Voter suppression, gerrymandering, and the untraceable corporate and special-interest money used to bankroll both: This is the trifecta that, in 2018, Eric Holder, formerly President Barack Obama’s attorney general and now the chairman of the anti-gerrymandering nonprofit National Democratic Redistricting Committee, argued “have to be seen as part of a whole.” That whole is “a system where a well-financed minority that has views inconsistent with the vast majority of the American people runs this country.”
The strange circumstances of Barrett’s nomination have only underscored the two-way channel between the future of the judiciary and the integrity of the electoral system. The nomination wasn’t just made weeks before a presidential election, in defiance of the reasoning used back in 2016 to block Obama’s nominee, Merrick Garland, from filling the seat of Barrett’s old boss, the late Justice Antonin Scalia. It was made by an incumbent president who has refused to commit to a peaceful transition of power, urged delaying the election, alleged without evidence that the vote will be compromised by “massive fraud,” deployed thousands of lawyers and volunteers working for his campaign across the country to watch polls and challenge election results, and publicly expressed his expectation that the Supreme Court will settle any election disputes in his favor.
Repeatedly, Barrett was asked to weigh in on this conduct. Repeatedly, she declined to answer. In one of the most surreal moments of the hearing, Senator Cory Booker asked: “Do you believe that every president should make a commitment, unequivocally and resolutely, to the peaceful transfer of power?” Judge Barrett explained she did not want to get involved in a current “political controversy,” and only when pressed did she describe peaceful transitions, in the abstract, as “part of the genius of our Constitution.” Her response perfectly captured the unthinkable conditions Americans are being told to accept as subjects of normal partisan disagreement—and, under those conditions, the pointless farce of the hearing itself.

* [Given data]:
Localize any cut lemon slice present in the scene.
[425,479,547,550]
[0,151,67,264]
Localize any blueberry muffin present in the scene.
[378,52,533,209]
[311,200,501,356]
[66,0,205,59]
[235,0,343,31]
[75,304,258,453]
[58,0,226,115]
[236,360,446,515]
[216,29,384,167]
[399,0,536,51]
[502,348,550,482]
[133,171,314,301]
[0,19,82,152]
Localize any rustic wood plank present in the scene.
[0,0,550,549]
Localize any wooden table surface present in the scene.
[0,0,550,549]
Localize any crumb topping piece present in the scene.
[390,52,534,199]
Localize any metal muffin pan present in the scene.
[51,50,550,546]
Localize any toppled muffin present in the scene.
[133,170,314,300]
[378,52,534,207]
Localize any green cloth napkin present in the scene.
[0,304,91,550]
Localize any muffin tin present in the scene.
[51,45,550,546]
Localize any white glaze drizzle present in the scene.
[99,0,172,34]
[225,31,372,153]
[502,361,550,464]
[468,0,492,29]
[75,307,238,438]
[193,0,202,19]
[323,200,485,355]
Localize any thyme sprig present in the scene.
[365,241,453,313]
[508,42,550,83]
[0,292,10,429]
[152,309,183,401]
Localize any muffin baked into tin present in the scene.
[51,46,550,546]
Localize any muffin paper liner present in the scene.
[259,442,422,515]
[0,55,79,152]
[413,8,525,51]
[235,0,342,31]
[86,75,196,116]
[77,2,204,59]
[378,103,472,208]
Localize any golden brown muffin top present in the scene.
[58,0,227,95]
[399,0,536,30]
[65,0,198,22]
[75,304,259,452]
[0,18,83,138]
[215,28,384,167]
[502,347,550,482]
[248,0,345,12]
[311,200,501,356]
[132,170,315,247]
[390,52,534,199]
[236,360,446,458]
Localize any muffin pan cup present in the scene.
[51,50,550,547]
---
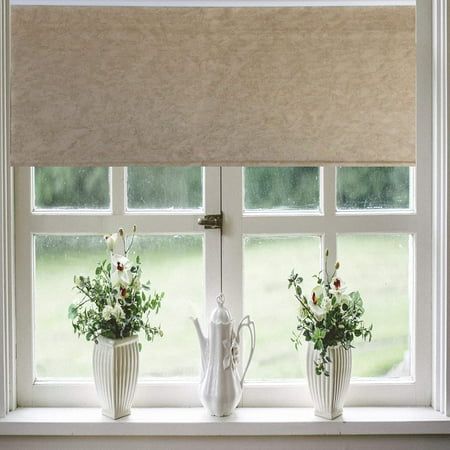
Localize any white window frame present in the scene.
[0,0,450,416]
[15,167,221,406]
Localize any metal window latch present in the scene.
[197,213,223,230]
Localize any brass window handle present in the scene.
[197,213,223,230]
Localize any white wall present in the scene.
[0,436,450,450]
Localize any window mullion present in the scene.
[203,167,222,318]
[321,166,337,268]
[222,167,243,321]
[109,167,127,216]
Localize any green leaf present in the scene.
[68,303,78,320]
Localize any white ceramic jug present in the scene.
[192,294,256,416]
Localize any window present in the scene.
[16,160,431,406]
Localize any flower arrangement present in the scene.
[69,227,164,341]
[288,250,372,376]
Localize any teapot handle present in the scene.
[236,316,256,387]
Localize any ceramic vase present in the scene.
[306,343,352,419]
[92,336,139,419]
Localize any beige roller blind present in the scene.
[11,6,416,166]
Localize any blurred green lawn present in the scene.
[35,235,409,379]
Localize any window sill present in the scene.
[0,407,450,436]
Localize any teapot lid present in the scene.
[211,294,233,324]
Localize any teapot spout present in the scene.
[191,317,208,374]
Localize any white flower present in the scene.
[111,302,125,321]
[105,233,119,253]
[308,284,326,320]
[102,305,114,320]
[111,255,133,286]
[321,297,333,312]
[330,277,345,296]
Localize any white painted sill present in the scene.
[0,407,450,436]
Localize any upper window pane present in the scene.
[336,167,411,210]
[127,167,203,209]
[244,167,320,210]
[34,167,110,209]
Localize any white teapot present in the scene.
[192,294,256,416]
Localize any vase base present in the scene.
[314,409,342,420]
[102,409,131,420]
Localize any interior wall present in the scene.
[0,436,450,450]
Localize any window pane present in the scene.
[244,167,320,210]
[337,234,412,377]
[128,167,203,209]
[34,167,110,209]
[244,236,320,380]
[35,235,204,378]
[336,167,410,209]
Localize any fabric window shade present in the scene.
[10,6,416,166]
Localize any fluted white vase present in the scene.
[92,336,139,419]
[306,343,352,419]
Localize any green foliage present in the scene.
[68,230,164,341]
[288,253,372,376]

* [Task statement]: Quote the text on the Barrett confirmation hearing and electoral integrity in full, word for word.

* [Result of the task]:
Voter suppression, gerrymandering, and the untraceable corporate and special-interest money used to bankroll both: This is the trifecta that, in 2018, Eric Holder, formerly President Barack Obama’s attorney general and now the chairman of the anti-gerrymandering nonprofit National Democratic Redistricting Committee, argued “have to be seen as part of a whole.” That whole is “a system where a well-financed minority that has views inconsistent with the vast majority of the American people runs this country.”
The strange circumstances of Barrett’s nomination have only underscored the two-way channel between the future of the judiciary and the integrity of the electoral system. The nomination wasn’t just made weeks before a presidential election, in defiance of the reasoning used back in 2016 to block Obama’s nominee, Merrick Garland, from filling the seat of Barrett’s old boss, the late Justice Antonin Scalia. It was made by an incumbent president who has refused to commit to a peaceful transition of power, urged delaying the election, alleged without evidence that the vote will be compromised by “massive fraud,” deployed thousands of lawyers and volunteers working for his campaign across the country to watch polls and challenge election results, and publicly expressed his expectation that the Supreme Court will settle any election disputes in his favor.
Repeatedly, Barrett was asked to weigh in on this conduct. Repeatedly, she declined to answer. In one of the most surreal moments of the hearing, Senator Cory Booker asked: “Do you believe that every president should make a commitment, unequivocally and resolutely, to the peaceful transfer of power?” Judge Barrett explained she did not want to get involved in a current “political controversy,” and only when pressed did she describe peaceful transitions, in the abstract, as “part of the genius of our Constitution.” Her response perfectly captured the unthinkable conditions Americans are being told to accept as subjects of normal partisan disagreement—and, under those conditions, the pointless farce of the hearing itself.